Bij besluit van 19 juli 2010 hebben Gedeputeerde Staten aan De Rivierendriesprong de op 21 december 2009 aangevraagde oprichtingsvergunning verleend onder andere voor het inpandig breken van puin, conform aanvraag.
Aanvraag (revisievergunning) voor puinbreken in open lucht geweigerd
2.19.
Op 30 september 2010 heeft De Rivierendriesprong bij Gedeputeerde Staten een aanvraag ingediend voor een revisievergunning voor (onder andere) het naar buiten verplaatsen van de puinbreker, de uitbreiding van de inrichting met een betoncentrale en uitbreiding van het hallencomplex. Na verlenging van de beslistermijn hebben Gedeputeerde Staten op 9 juni 2011 De Rivierendriesprong een ontwerpbeschikking tot weigering van de gevraagde vergunning gestuurd. Bij besluit van 20 oktober 2011 hebben Gedeputeerde Staten de gevraagde vergunning geweigerd. Het daartegen ingestelde beroep heeft de Afdeling bij uitspraak van 5 februari 2014 ongegrond verklaard.
Aanvragen omgevingsvergunning en handhaving puinbreken in open lucht oktober 2012 – september 2013
2.20.
Op 1 oktober 2012 heeft De Rivierendriesprong een aanvraag om een omgevingsvergunning bij B&W ingediend voor het incidenteel breken van puin in de open lucht.
2.21.
Bij besluit van 30 november 2012 heeft de Omgevingsdienst namens Gedeputeerde Staten De Rivierendriesprong, [bedrijf] Beheer en [bedrijf] onder oplegging van dwangsommen gelast het breken van puin in de open lucht te beëindigen en beëindigd te houden. Bij besluit van 11 juli 2013 hebben Gedeputeerde Staten het tegen het besluit van 30 november 2012 gemaakte bezwaar ongegrond verklaard.
2.22.
Op 25 januari 2013 heeft de Omgevingsdienst een samenvatting van gemaakte afspraken over het voorbereidingstraject voor het indienen van een aanvraag om een revisievergunning gemaild aan onder meer De Rivierendriesprong. Hierin staat onder meer dat de Omgevingsdienst en de Gemeente zo snel mogelijk zouden toewerken naar een ontwerpvergunning.

◇ ◇ ◇ ◇ ◇

Opdracht 1: Noem alle paragraafnummers die in de bron over de vergunningen voor puinbreken voorkomen.
De vermeldingen hebben niets met de bron te maken.

[Gegevens voor coördinaatlabeling]
◇ ◇ ◇ ◇ ◇

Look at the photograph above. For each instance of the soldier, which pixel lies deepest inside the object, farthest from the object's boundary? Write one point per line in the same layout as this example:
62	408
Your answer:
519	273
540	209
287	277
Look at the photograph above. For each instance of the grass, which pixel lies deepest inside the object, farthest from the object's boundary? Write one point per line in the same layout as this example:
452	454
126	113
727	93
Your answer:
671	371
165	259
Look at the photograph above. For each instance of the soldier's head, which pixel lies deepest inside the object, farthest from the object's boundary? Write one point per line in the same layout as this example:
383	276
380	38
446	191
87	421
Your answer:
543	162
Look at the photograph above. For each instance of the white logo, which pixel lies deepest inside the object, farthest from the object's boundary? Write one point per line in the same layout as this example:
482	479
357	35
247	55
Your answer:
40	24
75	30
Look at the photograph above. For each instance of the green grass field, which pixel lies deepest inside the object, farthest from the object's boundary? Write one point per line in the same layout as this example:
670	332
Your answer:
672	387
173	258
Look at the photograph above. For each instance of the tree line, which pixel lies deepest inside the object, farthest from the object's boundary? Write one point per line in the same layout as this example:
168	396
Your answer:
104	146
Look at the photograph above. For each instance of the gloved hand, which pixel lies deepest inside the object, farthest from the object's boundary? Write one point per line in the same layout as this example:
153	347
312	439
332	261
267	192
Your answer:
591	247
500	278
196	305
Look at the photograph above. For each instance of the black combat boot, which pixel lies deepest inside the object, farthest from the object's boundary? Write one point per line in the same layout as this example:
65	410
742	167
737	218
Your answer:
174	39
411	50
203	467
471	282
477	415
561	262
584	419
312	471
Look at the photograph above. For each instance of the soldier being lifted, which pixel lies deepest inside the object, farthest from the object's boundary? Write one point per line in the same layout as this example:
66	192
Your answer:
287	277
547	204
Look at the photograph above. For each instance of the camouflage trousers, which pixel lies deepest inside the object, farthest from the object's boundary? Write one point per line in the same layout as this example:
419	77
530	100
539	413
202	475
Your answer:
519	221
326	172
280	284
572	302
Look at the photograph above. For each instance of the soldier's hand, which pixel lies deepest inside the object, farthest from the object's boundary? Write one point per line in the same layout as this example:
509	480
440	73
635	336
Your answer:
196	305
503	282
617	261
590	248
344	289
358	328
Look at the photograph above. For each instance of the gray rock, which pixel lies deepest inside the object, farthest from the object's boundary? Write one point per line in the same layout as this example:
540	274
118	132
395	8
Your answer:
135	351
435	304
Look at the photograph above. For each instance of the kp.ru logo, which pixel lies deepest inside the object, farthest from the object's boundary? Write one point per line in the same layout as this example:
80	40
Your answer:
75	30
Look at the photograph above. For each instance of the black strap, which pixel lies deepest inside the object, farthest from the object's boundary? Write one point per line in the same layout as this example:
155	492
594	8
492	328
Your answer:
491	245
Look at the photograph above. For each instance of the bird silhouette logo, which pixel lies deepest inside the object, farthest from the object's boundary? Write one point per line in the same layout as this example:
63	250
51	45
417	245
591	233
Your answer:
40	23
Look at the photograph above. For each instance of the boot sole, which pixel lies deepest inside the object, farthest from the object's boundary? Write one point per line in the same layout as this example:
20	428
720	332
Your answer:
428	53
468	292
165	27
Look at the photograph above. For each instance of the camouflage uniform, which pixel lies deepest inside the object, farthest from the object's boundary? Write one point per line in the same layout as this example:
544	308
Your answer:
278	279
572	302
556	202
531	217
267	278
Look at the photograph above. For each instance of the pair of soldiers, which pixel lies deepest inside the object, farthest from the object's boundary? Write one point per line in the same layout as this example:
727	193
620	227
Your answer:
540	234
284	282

◇ ◇ ◇ ◇ ◇

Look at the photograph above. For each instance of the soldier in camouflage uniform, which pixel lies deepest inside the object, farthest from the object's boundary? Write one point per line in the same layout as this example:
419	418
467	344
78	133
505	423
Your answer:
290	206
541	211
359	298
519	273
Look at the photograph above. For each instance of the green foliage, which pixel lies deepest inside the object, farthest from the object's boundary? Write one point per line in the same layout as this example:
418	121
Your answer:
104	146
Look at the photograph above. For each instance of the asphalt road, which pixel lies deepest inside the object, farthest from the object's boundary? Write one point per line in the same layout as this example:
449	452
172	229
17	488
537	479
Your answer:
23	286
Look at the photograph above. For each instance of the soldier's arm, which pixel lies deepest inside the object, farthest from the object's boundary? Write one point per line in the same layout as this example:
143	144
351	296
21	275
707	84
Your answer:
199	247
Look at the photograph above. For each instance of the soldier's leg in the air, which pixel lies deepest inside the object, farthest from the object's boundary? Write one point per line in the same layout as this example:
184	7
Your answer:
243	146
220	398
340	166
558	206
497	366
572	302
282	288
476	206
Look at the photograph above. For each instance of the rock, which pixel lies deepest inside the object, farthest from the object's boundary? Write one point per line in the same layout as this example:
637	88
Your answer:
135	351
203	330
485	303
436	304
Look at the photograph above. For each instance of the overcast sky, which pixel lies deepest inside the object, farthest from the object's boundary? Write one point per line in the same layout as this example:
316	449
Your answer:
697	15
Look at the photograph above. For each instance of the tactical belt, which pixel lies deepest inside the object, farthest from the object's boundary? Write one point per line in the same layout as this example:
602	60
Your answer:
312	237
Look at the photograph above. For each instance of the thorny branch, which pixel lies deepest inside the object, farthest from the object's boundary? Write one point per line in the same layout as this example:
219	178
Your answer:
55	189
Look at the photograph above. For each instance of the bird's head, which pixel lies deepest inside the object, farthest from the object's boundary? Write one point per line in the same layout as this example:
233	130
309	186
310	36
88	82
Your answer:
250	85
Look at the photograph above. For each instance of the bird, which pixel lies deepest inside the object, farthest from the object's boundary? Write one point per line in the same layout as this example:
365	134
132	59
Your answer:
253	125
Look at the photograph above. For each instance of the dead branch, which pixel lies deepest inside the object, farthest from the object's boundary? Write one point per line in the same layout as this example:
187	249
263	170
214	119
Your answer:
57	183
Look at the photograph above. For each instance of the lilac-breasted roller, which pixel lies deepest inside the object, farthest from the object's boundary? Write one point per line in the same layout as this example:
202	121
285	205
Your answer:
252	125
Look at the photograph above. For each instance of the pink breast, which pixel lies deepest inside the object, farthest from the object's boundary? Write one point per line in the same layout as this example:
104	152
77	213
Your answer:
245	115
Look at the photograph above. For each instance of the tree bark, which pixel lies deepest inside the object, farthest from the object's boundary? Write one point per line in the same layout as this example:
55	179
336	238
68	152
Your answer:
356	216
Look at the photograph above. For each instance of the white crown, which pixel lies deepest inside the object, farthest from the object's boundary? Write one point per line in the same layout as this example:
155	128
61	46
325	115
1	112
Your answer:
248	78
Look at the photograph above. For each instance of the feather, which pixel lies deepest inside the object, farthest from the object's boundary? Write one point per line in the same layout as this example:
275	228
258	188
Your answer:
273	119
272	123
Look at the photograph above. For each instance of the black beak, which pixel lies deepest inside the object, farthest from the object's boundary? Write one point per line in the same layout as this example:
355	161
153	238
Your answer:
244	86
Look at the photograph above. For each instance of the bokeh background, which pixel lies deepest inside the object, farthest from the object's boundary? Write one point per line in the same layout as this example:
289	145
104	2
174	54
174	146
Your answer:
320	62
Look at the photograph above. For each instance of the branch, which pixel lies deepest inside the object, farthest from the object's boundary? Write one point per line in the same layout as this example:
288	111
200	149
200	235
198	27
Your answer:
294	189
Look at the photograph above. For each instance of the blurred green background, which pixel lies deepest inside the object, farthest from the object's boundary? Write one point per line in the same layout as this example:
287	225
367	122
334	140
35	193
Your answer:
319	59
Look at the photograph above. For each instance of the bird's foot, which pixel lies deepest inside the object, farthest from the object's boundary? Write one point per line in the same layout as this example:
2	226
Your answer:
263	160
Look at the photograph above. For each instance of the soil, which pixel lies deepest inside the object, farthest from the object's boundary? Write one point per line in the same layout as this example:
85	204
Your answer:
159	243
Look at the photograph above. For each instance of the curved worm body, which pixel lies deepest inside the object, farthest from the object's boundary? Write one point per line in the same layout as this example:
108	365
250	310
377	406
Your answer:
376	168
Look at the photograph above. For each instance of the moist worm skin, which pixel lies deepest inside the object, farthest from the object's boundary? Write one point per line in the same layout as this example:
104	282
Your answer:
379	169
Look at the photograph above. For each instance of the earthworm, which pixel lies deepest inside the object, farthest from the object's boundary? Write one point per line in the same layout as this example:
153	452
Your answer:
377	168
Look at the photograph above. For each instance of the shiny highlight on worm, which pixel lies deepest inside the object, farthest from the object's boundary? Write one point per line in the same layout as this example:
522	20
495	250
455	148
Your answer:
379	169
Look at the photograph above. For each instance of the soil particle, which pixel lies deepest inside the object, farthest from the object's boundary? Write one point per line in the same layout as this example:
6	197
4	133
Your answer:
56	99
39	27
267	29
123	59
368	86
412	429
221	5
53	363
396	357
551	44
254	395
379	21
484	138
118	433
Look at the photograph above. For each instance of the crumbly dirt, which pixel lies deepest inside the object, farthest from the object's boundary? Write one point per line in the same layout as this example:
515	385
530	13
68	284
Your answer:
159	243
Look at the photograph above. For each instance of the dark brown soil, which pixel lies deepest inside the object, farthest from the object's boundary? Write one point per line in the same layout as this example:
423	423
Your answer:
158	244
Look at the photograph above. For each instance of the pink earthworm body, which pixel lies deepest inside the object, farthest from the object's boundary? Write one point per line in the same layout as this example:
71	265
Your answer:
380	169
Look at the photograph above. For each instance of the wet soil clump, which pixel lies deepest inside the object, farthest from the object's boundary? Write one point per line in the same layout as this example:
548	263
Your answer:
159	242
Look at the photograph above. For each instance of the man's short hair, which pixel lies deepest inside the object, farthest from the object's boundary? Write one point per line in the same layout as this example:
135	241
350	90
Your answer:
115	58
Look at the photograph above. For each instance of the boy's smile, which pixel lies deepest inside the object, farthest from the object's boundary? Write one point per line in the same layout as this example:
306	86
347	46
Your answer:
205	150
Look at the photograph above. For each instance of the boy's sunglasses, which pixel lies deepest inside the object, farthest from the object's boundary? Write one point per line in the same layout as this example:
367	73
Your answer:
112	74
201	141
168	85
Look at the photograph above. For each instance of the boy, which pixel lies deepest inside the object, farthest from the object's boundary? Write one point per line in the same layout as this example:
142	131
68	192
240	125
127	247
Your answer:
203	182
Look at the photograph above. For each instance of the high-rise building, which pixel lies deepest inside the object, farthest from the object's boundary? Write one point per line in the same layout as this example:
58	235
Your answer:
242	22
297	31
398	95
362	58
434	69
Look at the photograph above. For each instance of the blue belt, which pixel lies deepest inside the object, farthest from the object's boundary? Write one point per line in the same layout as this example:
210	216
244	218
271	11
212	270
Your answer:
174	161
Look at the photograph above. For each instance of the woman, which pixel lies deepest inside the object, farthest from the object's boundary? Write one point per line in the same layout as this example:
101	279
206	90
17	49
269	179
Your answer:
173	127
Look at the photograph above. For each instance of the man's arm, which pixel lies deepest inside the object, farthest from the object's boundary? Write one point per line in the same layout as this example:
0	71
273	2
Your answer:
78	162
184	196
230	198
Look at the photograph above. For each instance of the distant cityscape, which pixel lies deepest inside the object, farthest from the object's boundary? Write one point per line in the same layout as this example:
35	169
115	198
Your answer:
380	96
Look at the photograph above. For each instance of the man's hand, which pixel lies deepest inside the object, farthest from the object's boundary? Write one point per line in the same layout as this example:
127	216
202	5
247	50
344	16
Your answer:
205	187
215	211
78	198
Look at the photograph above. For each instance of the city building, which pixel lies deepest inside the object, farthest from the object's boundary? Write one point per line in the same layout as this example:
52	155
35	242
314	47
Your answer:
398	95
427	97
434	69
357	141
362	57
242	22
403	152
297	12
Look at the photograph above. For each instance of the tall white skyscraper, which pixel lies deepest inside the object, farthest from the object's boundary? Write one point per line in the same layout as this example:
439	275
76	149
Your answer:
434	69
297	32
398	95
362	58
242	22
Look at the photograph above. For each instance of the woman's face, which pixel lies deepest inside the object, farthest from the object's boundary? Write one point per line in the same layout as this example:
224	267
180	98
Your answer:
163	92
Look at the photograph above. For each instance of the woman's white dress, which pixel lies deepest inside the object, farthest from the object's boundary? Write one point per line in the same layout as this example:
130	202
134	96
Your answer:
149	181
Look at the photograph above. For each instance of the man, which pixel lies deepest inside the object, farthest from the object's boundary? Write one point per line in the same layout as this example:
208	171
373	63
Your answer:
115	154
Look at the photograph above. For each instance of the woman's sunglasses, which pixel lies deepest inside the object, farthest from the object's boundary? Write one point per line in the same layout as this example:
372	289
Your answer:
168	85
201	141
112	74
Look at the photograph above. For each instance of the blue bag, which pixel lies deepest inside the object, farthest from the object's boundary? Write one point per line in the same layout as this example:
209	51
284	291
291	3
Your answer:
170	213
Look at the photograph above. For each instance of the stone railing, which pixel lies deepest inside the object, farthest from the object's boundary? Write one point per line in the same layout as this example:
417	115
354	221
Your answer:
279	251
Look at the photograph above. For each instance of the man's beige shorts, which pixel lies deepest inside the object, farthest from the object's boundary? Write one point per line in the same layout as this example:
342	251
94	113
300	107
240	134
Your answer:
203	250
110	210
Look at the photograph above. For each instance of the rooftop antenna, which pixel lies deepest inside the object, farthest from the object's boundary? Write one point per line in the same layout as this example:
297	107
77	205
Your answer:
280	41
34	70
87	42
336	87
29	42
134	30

◇ ◇ ◇ ◇ ◇

Opdracht 2: Geef elke regel uit de vermeldingen terug waarin de string "rise" voorkomt, waarbij hoofdletters en kleine letters verschil maken.

Eindresultaat 1: 2.19, 2.20, 2.21, 2.22

Eindresultaat 2:
Look at the photograph above. For each instance of the high-rise building, which pixel lies deepest inside the object, farthest from the object's boundary? Write one point per line in the same layout as this example:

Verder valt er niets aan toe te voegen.